Could you print, exactly as they stand, the lines from the one holding "Indicate the green grass" to the end of the data below, and nothing more?
(Data section)
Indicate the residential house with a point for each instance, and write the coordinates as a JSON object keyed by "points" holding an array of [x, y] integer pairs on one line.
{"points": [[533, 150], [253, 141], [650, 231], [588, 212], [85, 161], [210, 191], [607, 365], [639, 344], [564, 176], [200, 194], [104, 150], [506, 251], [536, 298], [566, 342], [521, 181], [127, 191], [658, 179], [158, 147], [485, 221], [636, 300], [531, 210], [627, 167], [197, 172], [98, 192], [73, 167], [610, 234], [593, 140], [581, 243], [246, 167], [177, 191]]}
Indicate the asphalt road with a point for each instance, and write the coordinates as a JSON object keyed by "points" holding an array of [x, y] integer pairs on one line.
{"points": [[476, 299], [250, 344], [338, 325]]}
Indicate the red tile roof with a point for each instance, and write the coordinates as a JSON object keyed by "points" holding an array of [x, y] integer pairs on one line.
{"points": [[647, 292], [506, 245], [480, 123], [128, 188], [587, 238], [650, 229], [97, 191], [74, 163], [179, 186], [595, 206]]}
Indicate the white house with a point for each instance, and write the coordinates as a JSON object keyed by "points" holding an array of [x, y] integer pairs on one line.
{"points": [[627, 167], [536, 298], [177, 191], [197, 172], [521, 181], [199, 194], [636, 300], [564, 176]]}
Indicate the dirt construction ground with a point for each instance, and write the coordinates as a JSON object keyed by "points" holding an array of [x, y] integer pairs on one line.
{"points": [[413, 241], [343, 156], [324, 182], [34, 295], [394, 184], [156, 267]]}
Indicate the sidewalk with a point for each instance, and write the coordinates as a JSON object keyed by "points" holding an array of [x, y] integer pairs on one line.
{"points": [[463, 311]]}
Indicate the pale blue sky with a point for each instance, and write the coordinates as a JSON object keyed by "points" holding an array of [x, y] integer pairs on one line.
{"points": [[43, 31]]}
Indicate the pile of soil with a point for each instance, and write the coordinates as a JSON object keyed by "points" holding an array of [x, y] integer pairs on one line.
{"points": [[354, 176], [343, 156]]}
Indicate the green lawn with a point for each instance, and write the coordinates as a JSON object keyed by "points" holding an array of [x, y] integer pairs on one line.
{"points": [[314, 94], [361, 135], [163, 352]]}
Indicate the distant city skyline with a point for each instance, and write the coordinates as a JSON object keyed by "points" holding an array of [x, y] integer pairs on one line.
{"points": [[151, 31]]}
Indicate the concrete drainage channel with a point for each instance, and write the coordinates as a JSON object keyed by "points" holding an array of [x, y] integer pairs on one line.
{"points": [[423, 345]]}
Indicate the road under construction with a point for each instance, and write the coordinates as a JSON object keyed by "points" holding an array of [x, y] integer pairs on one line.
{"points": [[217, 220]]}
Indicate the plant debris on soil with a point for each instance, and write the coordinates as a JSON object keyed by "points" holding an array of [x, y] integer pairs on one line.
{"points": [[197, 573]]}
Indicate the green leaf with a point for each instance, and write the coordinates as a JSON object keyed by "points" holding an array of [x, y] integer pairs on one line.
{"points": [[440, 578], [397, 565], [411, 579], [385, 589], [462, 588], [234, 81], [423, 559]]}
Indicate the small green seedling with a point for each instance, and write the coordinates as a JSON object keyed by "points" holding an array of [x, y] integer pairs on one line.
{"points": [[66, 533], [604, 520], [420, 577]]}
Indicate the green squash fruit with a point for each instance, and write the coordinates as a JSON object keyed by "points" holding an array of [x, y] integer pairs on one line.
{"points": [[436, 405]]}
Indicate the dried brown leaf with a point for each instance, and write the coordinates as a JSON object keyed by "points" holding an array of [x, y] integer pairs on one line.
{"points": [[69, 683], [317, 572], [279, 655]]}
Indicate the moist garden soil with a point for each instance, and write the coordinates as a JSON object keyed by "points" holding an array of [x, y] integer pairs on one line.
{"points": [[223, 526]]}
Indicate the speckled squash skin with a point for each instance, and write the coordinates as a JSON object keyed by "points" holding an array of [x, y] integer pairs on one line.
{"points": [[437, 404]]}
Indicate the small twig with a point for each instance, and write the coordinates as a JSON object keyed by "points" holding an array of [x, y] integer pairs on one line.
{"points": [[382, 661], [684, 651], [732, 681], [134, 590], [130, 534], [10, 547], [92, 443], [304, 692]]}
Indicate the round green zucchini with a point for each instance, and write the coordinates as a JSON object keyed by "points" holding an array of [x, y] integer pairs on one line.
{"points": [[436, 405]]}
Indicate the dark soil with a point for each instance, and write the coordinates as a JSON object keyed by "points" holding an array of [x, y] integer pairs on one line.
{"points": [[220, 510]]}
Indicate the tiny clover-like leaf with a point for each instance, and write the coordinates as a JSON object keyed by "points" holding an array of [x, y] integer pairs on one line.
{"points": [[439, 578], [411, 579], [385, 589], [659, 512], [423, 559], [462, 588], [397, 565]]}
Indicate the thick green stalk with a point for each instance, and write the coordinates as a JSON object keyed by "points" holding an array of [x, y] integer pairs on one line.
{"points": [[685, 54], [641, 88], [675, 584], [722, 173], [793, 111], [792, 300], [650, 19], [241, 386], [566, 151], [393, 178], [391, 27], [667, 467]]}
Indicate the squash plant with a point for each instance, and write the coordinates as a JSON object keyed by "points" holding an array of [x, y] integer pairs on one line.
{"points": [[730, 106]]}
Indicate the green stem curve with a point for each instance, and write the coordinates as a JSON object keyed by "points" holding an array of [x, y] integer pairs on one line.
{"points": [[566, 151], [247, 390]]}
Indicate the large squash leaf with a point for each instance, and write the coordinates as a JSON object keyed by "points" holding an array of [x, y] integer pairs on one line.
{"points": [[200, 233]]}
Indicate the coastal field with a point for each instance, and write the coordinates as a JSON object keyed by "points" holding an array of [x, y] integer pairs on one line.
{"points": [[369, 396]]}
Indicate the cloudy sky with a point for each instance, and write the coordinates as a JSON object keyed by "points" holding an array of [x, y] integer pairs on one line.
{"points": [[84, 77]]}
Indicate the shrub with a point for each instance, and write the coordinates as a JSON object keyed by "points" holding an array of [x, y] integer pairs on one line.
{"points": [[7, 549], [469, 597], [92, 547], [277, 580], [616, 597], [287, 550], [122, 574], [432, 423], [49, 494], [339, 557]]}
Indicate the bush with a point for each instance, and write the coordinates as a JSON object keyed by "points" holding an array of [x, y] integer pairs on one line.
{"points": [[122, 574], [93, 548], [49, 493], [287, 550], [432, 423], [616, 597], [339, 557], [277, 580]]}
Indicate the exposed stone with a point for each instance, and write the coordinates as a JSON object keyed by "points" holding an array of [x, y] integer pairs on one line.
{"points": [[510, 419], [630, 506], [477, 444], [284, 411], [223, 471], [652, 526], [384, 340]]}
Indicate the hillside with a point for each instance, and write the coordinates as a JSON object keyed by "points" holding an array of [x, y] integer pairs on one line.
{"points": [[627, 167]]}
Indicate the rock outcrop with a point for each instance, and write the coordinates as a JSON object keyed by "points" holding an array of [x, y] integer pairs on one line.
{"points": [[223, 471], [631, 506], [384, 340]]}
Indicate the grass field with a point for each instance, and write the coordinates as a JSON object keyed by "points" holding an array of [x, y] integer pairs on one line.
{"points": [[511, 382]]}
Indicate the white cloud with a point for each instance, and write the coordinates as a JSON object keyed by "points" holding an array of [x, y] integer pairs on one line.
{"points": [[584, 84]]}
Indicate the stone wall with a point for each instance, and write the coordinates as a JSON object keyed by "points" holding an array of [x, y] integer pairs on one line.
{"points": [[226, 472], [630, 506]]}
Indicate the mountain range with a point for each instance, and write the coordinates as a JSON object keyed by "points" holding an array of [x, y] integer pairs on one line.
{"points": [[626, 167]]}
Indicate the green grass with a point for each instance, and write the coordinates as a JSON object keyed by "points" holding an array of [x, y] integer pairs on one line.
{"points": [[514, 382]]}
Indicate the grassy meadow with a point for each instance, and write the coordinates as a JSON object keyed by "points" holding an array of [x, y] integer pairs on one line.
(End Data section)
◆ **Output for this task**
Indicate the green grass with a point for each instance, and write the coordinates as a JSON object keyed by "points" holding an array of [x, y] integer pairs on one line.
{"points": [[514, 382]]}
Indicate the grassy meadow with a point for each instance, and write the coordinates as a JSON object keyed by "points" holding an array of [x, y] integer pairs on one line.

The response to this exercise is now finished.